§ **DIRECTION**: Reproduce the part of the listing that opens with the line containing "outline grey shorts, every instance" and runs through the end of the listing, changing every "hole rule" to "fill rule" and leaving everything else the same.

___ RAW DATA

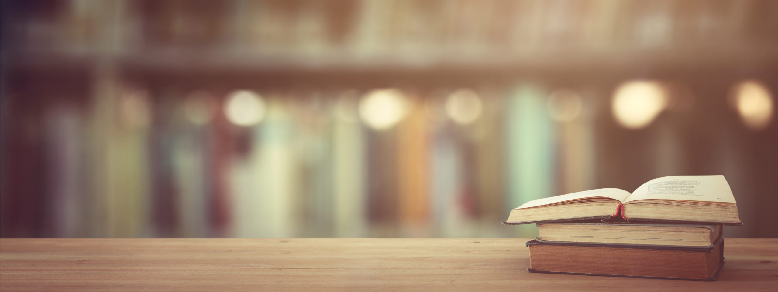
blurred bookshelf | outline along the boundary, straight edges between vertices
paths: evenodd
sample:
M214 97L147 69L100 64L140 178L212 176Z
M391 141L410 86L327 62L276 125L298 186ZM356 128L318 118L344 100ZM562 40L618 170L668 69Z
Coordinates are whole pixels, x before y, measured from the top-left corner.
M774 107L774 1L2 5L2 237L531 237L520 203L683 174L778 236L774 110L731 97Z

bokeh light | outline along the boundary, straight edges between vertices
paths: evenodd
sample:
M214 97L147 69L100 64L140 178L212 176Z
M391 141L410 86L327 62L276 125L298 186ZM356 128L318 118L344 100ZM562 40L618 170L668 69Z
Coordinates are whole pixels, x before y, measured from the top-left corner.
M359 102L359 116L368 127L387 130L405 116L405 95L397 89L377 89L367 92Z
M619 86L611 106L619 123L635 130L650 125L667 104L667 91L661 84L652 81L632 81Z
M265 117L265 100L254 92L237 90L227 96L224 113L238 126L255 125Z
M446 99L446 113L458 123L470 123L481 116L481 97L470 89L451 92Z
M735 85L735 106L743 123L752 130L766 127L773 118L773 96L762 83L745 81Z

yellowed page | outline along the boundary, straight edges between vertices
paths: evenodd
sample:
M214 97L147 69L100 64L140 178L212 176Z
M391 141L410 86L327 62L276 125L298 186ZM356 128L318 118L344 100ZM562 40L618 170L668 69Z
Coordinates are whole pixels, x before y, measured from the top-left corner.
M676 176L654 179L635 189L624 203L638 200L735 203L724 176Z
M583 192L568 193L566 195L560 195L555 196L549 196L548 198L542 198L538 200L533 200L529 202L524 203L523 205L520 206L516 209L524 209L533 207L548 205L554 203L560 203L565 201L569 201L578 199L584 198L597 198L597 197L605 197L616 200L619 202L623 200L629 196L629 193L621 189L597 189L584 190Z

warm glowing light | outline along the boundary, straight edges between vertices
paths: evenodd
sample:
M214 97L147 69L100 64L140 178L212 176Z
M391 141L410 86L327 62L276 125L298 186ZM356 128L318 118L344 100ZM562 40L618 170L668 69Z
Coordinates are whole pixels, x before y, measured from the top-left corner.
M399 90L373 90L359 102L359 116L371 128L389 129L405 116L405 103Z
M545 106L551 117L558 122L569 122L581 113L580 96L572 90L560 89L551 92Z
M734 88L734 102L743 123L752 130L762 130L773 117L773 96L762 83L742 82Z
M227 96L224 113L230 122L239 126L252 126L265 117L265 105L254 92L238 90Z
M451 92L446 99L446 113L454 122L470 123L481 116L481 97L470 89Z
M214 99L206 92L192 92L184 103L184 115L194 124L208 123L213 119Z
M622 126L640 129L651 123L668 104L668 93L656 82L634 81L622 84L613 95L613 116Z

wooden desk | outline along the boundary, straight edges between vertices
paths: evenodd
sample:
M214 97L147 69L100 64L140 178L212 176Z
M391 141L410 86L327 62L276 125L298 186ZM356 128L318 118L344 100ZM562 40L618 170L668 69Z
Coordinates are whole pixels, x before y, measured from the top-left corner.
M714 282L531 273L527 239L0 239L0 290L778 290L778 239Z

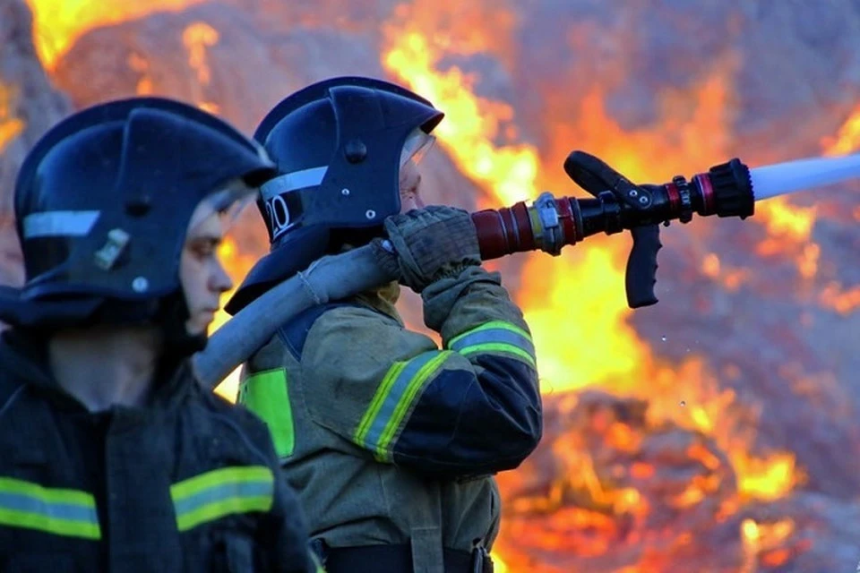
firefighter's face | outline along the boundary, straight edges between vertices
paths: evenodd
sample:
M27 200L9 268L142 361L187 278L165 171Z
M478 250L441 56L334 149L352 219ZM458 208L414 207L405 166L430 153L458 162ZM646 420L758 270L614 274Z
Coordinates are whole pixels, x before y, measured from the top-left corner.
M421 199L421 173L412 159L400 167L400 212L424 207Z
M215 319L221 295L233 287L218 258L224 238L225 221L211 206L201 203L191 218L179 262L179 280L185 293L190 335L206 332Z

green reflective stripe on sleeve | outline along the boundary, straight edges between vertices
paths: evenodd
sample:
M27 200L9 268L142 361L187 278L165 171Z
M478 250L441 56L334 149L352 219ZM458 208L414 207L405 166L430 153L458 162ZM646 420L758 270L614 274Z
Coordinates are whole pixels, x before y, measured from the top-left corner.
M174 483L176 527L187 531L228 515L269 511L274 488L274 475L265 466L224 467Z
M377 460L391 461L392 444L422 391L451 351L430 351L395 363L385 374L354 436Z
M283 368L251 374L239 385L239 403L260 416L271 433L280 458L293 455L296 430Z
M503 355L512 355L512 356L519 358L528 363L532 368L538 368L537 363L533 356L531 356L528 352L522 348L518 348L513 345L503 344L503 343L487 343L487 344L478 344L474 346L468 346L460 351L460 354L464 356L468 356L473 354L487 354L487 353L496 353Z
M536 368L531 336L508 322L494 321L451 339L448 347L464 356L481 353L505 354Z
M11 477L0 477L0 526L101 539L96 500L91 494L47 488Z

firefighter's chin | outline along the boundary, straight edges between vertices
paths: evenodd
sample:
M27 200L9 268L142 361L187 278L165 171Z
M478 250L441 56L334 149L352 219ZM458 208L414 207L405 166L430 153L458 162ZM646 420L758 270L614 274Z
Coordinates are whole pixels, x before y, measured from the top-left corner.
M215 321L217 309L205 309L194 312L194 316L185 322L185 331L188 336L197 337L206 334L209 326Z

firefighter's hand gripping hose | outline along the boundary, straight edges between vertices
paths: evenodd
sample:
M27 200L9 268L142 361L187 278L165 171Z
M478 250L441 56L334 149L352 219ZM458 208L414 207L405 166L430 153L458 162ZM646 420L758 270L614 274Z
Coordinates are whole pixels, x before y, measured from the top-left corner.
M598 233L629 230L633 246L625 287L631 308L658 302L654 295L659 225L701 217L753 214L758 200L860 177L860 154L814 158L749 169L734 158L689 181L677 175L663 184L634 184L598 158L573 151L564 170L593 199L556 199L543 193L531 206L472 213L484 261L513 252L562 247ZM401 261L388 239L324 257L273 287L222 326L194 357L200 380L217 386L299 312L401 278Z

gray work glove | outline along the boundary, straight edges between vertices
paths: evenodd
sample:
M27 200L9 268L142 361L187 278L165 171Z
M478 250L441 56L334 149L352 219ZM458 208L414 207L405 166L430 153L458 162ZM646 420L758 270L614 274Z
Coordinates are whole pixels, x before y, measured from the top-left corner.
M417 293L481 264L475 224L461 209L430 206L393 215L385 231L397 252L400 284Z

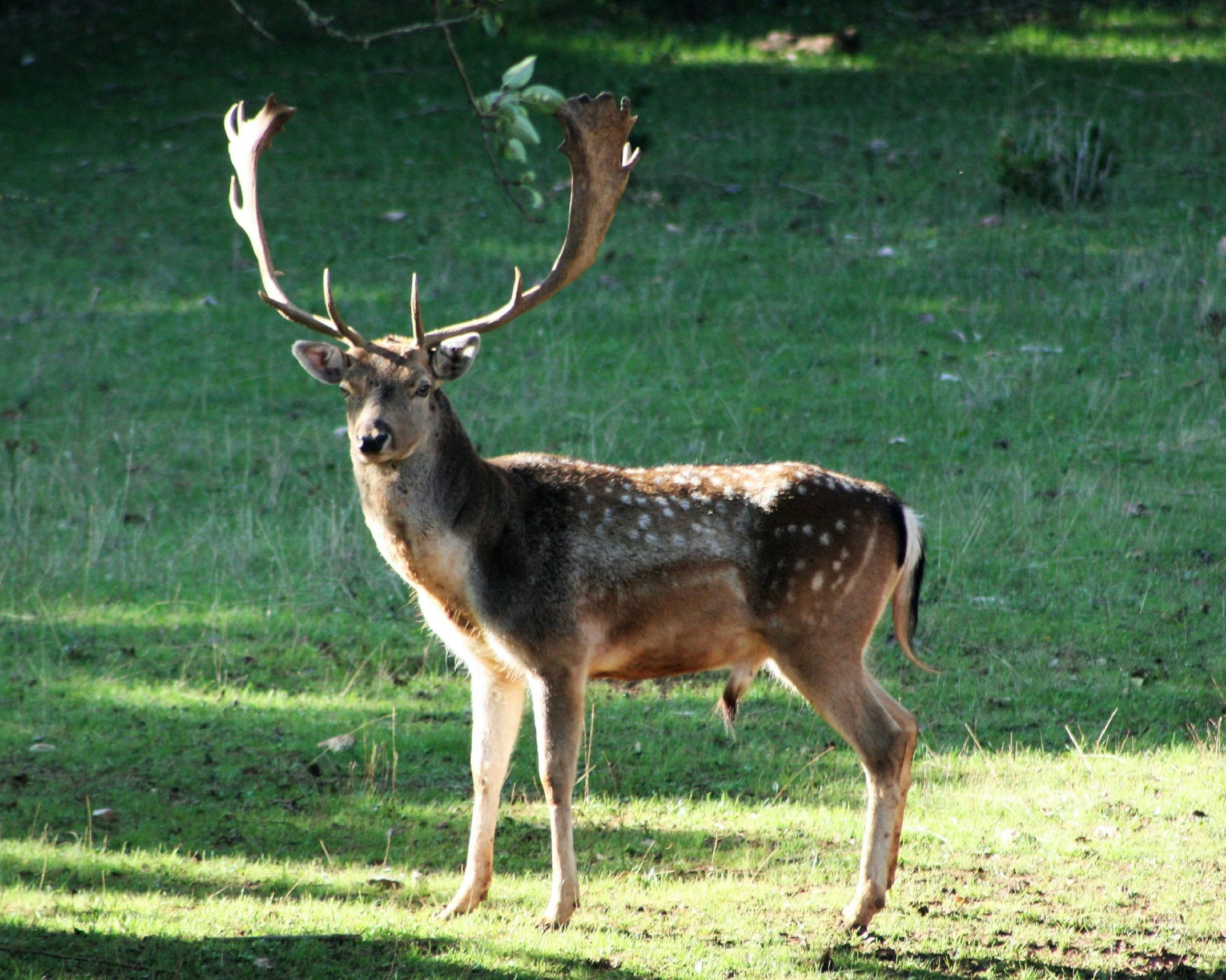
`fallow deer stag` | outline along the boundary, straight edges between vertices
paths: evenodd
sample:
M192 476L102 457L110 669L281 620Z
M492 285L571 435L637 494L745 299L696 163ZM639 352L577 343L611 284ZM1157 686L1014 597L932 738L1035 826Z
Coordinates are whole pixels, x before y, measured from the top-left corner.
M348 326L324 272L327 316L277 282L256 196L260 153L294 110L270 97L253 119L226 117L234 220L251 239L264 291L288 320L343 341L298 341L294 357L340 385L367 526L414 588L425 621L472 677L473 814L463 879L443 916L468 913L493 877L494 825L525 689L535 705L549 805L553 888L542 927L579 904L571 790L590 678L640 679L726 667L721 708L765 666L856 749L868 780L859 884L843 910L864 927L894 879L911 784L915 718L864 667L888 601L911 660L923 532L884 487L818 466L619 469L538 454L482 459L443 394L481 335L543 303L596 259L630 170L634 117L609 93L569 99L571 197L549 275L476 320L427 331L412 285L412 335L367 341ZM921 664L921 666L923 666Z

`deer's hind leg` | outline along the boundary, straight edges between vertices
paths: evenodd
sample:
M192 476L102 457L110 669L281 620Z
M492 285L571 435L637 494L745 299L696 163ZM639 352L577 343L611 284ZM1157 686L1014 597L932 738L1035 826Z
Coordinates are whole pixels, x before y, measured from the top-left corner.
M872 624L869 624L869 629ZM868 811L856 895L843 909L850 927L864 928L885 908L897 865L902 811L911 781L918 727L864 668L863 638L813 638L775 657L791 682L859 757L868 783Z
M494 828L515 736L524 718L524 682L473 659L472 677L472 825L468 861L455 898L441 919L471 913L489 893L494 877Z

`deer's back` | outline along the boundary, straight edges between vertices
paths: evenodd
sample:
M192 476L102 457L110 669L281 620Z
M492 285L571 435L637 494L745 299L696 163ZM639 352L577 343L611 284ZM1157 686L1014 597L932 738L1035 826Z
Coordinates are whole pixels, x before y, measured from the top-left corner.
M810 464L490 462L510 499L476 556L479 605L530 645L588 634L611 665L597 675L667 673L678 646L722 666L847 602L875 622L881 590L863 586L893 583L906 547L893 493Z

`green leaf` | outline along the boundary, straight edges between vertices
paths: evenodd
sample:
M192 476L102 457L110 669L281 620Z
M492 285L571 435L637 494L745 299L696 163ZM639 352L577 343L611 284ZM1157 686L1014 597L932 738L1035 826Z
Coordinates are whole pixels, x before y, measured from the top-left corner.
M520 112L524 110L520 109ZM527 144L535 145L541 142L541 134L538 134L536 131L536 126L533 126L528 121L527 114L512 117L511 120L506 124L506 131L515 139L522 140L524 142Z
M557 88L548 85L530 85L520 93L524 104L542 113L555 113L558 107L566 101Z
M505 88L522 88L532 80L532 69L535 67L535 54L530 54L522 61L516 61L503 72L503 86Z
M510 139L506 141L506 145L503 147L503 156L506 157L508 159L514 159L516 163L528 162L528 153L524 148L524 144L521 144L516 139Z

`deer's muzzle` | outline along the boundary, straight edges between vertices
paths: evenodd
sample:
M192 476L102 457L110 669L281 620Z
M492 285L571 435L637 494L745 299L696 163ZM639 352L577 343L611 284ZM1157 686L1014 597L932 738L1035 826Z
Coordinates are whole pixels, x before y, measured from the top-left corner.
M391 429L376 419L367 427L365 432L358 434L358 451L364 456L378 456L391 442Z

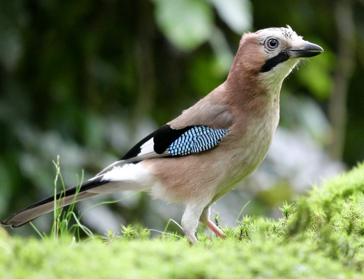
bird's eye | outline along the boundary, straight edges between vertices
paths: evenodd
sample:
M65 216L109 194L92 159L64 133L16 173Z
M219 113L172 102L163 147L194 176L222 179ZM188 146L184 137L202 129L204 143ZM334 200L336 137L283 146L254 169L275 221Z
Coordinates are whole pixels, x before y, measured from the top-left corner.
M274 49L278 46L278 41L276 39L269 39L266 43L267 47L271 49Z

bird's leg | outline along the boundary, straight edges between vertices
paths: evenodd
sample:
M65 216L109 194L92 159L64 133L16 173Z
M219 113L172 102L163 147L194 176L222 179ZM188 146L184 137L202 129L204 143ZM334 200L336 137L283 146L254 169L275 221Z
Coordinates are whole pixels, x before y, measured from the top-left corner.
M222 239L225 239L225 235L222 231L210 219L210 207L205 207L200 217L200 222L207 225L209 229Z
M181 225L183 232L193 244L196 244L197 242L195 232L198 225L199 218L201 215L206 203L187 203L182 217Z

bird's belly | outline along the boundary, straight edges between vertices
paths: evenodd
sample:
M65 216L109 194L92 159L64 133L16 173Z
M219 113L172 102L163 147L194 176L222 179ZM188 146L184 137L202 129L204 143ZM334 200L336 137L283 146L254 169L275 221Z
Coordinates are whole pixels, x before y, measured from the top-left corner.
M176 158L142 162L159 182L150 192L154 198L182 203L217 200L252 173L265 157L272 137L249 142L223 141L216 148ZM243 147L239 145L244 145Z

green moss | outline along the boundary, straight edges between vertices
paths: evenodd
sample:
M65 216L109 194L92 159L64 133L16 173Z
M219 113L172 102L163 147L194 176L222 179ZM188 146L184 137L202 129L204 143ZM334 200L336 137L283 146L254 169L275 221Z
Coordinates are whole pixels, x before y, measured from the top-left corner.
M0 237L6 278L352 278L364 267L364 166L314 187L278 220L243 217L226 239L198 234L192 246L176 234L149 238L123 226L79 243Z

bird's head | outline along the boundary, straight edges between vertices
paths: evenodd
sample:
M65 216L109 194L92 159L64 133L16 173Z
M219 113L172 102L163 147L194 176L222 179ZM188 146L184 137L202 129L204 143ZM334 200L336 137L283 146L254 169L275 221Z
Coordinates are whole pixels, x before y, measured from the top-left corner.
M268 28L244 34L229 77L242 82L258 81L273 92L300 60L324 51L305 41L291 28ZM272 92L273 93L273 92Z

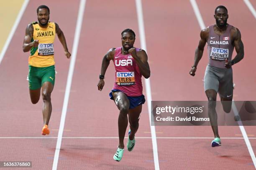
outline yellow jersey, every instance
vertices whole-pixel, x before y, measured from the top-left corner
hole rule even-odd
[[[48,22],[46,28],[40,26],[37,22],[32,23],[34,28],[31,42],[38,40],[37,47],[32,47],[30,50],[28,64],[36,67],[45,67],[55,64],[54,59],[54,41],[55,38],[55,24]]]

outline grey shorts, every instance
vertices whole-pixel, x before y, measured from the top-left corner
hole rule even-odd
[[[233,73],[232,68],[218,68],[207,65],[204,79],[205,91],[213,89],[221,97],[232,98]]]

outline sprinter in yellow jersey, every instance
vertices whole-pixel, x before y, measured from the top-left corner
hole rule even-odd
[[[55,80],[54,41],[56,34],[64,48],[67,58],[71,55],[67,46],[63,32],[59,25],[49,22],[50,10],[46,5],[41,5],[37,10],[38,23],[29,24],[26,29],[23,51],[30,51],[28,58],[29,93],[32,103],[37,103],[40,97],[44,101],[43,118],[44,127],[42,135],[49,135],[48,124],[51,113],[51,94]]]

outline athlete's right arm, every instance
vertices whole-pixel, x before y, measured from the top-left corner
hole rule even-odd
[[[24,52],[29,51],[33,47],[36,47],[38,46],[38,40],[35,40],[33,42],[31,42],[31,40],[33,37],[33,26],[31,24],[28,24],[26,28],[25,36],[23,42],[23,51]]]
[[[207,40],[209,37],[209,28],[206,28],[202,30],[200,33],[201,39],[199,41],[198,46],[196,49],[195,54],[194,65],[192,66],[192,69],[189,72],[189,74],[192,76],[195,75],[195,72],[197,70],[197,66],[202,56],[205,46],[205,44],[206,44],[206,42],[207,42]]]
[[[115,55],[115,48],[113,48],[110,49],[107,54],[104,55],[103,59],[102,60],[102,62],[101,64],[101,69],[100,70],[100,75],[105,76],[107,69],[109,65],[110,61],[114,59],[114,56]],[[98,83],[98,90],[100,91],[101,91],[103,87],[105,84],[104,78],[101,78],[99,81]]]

______

§ **SOLUTION**:
outline grey shorts, every instance
vertices whole-pixel, x before y, measured from the top-left corner
fill rule even-odd
[[[233,73],[232,68],[218,68],[207,65],[204,79],[205,91],[213,89],[221,97],[232,98]]]

outline sprinter in yellow jersey, every instance
vertices whole-pixel, x before y, measured from the top-left corner
fill rule even-odd
[[[55,80],[54,41],[56,34],[64,48],[67,58],[71,55],[67,46],[63,32],[59,25],[49,22],[50,10],[46,5],[41,5],[37,10],[38,23],[29,24],[26,29],[23,51],[30,51],[28,58],[29,93],[32,103],[37,103],[40,97],[44,101],[43,118],[44,127],[42,135],[49,135],[48,124],[51,113],[51,94]]]

outline athlete's right arm, every instance
vertices whole-pixel, x before y, measured from the top-left corner
fill rule even-odd
[[[24,52],[29,51],[33,47],[36,47],[38,46],[38,40],[35,40],[33,42],[31,42],[31,40],[33,37],[33,26],[31,24],[28,24],[26,28],[25,36],[23,42],[23,51]]]
[[[207,40],[209,37],[209,28],[206,28],[202,30],[200,33],[201,39],[199,41],[198,46],[196,49],[195,54],[194,65],[192,66],[192,69],[189,72],[189,74],[192,76],[195,75],[195,72],[197,70],[197,66],[202,56],[205,46],[205,44],[206,44],[206,42],[207,42]]]
[[[115,55],[115,48],[113,48],[110,49],[107,54],[104,55],[103,59],[102,60],[102,62],[101,64],[101,69],[100,70],[100,75],[105,76],[107,69],[109,65],[110,61],[114,59],[114,56]],[[98,83],[98,90],[100,91],[101,91],[103,87],[105,84],[104,78],[101,78],[99,81]]]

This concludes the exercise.